Request: Please duplicate the text word for word, starting at the beginning of the rows and ending at the line containing "Target: ocean wave", with both ends included.

(Location identification rows)
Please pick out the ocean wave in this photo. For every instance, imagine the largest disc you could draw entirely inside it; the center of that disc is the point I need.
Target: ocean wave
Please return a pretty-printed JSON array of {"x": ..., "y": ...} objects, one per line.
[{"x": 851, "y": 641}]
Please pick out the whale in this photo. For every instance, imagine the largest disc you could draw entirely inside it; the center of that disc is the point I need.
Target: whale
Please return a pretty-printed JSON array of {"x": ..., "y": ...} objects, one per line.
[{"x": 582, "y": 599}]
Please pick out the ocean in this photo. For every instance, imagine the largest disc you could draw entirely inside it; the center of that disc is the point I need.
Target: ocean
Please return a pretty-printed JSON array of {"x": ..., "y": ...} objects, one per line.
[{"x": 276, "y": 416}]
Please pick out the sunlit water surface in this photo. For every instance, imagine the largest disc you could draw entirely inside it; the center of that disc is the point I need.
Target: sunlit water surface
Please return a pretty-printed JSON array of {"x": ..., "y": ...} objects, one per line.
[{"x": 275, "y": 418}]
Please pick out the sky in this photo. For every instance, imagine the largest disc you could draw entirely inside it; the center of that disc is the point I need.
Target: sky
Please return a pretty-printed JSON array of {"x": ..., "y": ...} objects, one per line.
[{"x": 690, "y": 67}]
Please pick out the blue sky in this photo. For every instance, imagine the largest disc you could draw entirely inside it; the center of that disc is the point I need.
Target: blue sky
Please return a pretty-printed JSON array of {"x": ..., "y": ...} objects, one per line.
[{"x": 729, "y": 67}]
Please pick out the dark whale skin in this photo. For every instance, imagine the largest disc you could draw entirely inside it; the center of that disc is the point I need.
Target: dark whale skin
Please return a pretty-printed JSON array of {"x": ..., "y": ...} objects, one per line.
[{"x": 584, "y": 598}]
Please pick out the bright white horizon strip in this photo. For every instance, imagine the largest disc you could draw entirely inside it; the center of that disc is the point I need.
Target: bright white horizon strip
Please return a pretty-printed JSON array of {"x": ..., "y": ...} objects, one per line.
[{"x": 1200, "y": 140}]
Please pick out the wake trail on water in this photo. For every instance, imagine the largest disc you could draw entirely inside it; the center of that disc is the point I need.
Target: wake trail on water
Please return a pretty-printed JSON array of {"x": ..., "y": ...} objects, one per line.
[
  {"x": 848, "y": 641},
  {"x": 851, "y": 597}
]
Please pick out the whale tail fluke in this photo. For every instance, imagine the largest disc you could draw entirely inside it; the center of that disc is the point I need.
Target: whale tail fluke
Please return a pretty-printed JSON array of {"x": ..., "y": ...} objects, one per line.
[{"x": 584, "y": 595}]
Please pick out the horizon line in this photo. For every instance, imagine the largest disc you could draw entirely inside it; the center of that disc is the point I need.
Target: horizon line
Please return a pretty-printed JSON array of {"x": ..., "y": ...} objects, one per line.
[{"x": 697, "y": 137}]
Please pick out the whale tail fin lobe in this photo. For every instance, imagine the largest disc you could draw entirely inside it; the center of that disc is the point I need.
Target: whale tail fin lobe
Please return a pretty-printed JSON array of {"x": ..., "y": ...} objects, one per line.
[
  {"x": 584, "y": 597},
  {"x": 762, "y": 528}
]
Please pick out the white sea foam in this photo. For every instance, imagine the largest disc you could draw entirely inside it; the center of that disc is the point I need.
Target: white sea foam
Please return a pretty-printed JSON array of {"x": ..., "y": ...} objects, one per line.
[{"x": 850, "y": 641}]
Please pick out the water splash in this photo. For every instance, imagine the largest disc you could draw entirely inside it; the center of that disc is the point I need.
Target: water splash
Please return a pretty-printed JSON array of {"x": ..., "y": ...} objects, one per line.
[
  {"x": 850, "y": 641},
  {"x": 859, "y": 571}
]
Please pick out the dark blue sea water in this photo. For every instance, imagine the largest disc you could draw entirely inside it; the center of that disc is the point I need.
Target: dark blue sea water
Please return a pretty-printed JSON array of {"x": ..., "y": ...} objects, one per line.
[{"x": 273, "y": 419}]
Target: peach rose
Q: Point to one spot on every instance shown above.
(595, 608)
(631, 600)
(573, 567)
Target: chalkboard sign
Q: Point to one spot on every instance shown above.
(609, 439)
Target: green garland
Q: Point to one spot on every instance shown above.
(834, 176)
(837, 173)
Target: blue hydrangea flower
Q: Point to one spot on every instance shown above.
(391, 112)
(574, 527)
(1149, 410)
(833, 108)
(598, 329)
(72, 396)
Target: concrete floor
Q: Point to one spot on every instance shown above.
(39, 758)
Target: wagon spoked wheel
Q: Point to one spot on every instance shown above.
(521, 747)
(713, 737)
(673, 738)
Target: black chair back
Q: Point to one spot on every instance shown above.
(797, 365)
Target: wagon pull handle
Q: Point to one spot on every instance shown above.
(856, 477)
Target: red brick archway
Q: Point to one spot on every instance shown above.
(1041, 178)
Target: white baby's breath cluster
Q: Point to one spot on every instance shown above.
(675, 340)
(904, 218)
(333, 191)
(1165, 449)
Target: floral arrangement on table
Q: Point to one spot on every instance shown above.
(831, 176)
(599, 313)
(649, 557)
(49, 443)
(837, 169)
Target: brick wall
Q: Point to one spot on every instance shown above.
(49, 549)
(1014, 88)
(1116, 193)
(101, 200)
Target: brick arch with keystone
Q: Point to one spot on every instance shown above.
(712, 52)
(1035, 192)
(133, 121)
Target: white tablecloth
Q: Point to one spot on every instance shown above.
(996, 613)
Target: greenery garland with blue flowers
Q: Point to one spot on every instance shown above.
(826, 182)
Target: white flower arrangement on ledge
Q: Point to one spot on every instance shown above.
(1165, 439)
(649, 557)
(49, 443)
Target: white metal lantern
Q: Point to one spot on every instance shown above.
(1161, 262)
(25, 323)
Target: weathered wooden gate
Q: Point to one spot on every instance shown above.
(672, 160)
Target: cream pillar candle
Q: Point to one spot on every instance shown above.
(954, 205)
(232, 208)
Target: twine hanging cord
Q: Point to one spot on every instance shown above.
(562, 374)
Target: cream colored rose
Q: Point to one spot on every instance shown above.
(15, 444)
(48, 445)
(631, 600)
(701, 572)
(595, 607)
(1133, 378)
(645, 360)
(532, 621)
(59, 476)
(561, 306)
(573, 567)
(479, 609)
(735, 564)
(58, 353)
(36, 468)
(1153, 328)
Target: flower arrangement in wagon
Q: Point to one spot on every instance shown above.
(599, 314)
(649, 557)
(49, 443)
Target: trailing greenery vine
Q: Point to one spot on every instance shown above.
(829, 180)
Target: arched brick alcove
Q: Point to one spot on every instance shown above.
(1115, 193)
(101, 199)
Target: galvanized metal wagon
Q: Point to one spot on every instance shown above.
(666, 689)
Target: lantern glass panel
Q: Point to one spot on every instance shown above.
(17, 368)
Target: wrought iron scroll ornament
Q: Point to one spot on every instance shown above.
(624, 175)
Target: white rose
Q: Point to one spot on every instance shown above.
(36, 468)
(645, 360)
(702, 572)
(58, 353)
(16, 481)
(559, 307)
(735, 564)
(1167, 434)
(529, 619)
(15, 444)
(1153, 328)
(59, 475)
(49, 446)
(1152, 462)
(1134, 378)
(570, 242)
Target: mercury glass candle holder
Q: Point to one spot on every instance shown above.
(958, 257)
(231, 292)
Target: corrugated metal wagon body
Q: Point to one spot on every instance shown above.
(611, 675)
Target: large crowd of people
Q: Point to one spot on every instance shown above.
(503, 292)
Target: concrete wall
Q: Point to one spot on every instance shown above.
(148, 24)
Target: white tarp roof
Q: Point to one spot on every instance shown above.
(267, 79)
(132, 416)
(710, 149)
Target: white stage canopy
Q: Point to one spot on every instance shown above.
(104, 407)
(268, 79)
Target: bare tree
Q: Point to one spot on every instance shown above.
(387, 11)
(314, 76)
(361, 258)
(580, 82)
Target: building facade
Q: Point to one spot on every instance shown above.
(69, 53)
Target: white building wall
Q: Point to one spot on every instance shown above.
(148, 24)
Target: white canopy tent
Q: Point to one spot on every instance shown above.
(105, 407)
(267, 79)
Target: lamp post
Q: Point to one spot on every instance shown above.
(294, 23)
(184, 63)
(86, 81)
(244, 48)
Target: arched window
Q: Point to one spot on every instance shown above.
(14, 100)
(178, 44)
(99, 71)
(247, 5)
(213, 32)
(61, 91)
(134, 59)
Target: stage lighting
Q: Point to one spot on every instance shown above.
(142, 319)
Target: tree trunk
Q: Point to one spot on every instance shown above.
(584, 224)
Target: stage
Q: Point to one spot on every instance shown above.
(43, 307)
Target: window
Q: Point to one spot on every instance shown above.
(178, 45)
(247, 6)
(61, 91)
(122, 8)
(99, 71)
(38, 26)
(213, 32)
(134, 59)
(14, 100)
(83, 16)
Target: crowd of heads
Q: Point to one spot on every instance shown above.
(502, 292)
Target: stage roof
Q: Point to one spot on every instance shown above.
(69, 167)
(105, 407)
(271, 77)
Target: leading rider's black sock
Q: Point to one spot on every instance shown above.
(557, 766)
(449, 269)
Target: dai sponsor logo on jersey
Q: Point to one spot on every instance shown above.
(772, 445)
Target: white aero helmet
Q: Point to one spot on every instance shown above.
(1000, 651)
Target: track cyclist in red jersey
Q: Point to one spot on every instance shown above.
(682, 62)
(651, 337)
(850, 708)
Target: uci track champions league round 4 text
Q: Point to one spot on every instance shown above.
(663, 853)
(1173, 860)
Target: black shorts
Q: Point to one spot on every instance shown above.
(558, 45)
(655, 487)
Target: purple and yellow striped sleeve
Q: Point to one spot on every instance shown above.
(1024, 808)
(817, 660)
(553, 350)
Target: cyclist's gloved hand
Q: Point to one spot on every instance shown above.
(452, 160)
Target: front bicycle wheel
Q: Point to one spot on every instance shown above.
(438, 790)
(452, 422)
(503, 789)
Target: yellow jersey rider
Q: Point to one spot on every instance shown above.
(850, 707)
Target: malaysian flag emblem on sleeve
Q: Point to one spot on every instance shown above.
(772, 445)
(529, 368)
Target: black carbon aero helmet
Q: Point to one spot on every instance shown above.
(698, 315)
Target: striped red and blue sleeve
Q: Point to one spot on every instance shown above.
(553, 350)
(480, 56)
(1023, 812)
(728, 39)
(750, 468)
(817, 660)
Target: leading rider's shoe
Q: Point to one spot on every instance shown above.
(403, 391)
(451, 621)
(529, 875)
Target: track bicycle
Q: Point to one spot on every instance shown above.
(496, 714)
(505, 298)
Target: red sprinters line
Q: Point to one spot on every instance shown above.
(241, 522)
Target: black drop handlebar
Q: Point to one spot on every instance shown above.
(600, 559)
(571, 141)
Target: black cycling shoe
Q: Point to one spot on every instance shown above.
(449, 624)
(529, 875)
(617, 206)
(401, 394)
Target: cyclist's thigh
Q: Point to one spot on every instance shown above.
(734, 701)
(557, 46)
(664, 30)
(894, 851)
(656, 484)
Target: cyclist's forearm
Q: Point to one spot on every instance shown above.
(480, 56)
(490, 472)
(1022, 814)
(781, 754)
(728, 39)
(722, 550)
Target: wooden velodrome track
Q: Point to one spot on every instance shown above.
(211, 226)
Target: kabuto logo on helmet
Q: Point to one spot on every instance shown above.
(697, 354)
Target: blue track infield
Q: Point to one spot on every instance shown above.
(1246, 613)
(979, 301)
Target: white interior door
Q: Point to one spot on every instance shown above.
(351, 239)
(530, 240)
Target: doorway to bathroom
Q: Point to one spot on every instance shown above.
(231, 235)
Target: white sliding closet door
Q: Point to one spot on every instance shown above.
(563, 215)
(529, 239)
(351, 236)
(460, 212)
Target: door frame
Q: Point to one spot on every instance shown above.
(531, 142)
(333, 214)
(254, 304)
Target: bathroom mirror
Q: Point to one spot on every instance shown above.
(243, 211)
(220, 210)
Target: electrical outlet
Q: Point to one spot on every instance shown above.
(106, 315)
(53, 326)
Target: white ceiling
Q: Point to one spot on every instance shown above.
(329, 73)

Complete response:
Please pick out the ocean wave in this photo. For every instance, imagine the largest disc you could draw entirely inside it; the center of that disc is the point I need.
Target: ocean wave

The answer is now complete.